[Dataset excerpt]
= = = =
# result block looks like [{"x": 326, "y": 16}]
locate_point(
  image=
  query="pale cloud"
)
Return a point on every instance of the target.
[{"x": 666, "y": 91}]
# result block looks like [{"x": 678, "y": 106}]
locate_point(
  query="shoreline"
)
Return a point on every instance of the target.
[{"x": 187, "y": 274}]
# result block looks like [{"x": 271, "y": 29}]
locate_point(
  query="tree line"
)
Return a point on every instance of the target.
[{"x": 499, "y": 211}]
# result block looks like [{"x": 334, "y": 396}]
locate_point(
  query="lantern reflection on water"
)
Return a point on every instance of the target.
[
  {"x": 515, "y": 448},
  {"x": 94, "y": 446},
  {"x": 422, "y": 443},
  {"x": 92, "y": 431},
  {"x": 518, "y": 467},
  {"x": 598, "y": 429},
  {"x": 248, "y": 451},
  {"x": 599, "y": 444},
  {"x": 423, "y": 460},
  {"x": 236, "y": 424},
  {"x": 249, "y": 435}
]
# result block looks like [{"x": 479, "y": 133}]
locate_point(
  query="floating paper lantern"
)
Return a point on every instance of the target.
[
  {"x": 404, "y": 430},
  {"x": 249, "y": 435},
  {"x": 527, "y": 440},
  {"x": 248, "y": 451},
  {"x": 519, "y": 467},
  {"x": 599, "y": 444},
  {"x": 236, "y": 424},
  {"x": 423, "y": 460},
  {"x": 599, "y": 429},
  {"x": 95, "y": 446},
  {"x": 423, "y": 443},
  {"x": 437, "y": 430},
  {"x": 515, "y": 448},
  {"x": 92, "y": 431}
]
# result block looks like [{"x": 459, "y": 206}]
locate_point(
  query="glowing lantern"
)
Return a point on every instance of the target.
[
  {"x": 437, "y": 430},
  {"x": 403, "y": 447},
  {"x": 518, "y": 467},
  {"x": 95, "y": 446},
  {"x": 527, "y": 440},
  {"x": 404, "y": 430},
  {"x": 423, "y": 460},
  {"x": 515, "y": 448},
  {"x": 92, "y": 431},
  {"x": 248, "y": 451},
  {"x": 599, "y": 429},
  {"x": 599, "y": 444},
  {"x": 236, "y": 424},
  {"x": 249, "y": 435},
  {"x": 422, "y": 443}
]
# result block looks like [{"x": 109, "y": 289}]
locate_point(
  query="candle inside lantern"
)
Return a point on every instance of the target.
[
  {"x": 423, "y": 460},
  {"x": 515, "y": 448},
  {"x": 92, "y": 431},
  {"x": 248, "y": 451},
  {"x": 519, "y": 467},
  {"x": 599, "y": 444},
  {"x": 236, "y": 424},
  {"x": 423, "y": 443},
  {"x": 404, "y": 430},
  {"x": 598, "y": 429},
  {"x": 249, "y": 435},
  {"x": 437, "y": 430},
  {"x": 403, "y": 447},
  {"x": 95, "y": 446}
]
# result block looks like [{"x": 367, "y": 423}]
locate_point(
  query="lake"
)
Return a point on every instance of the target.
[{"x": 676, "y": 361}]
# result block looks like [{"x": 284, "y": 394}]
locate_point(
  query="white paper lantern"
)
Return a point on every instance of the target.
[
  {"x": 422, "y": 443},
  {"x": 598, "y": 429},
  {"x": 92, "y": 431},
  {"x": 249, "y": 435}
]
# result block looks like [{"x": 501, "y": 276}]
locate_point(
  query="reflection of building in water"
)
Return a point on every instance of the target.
= = = =
### EXERCISE DIRECTIONS
Go through the records and print each one exactly.

### OUTPUT FOR THIS TASK
# result block looks like [{"x": 326, "y": 16}]
locate_point(
  image=
  query="pale cloud"
)
Return a point on every instance of the target.
[{"x": 666, "y": 91}]
# result block looks like [{"x": 678, "y": 106}]
locate_point(
  query="shoreline"
)
Return a point on every instance of the target.
[{"x": 187, "y": 274}]
# result block looks like [{"x": 271, "y": 29}]
locate_point(
  query="tree line"
)
Return a point on every instance of the target.
[{"x": 499, "y": 211}]
# result block looks like [{"x": 334, "y": 396}]
locate_point(
  query="lantern reflection on water"
)
Return a point on every instance of the target.
[
  {"x": 515, "y": 448},
  {"x": 94, "y": 446},
  {"x": 422, "y": 443},
  {"x": 92, "y": 431},
  {"x": 518, "y": 467},
  {"x": 598, "y": 429},
  {"x": 248, "y": 451},
  {"x": 599, "y": 444},
  {"x": 423, "y": 460},
  {"x": 236, "y": 424},
  {"x": 249, "y": 435}
]
# result block looks like [{"x": 479, "y": 133}]
locate_point(
  query="floating paper lantern"
)
Return a point on every instance of the target.
[
  {"x": 404, "y": 430},
  {"x": 249, "y": 435},
  {"x": 527, "y": 440},
  {"x": 248, "y": 451},
  {"x": 519, "y": 467},
  {"x": 599, "y": 444},
  {"x": 236, "y": 424},
  {"x": 423, "y": 460},
  {"x": 599, "y": 429},
  {"x": 95, "y": 446},
  {"x": 423, "y": 443},
  {"x": 437, "y": 430},
  {"x": 515, "y": 448},
  {"x": 92, "y": 431}
]
# result block looks like [{"x": 459, "y": 206}]
locate_point(
  query="glowing lantern"
)
Return a point on every instance of the target.
[
  {"x": 437, "y": 430},
  {"x": 403, "y": 447},
  {"x": 518, "y": 467},
  {"x": 95, "y": 446},
  {"x": 527, "y": 440},
  {"x": 404, "y": 430},
  {"x": 423, "y": 460},
  {"x": 515, "y": 448},
  {"x": 92, "y": 431},
  {"x": 248, "y": 451},
  {"x": 599, "y": 429},
  {"x": 599, "y": 444},
  {"x": 236, "y": 424},
  {"x": 249, "y": 435},
  {"x": 422, "y": 443}
]
# result block looks like [{"x": 109, "y": 289}]
locate_point(
  query="candle inside lantern"
)
Return a point on every instance of the target.
[
  {"x": 423, "y": 460},
  {"x": 515, "y": 448},
  {"x": 92, "y": 431},
  {"x": 248, "y": 451},
  {"x": 519, "y": 467},
  {"x": 599, "y": 444},
  {"x": 236, "y": 424},
  {"x": 423, "y": 443},
  {"x": 404, "y": 430},
  {"x": 598, "y": 429},
  {"x": 249, "y": 435},
  {"x": 437, "y": 430},
  {"x": 403, "y": 447},
  {"x": 95, "y": 446}
]
# result block looks like [{"x": 367, "y": 423}]
locate_point(
  query="lake"
)
Return a point on every instance of the target.
[{"x": 676, "y": 361}]
# result block looks like [{"x": 284, "y": 394}]
locate_point(
  query="white paper lantern"
)
Return a point on every instance of the target.
[
  {"x": 422, "y": 443},
  {"x": 598, "y": 429},
  {"x": 92, "y": 431},
  {"x": 249, "y": 435}
]
# result block looks like [{"x": 501, "y": 276}]
locate_point(
  query="reflection of building in water"
)
Return a point on every instance of the target.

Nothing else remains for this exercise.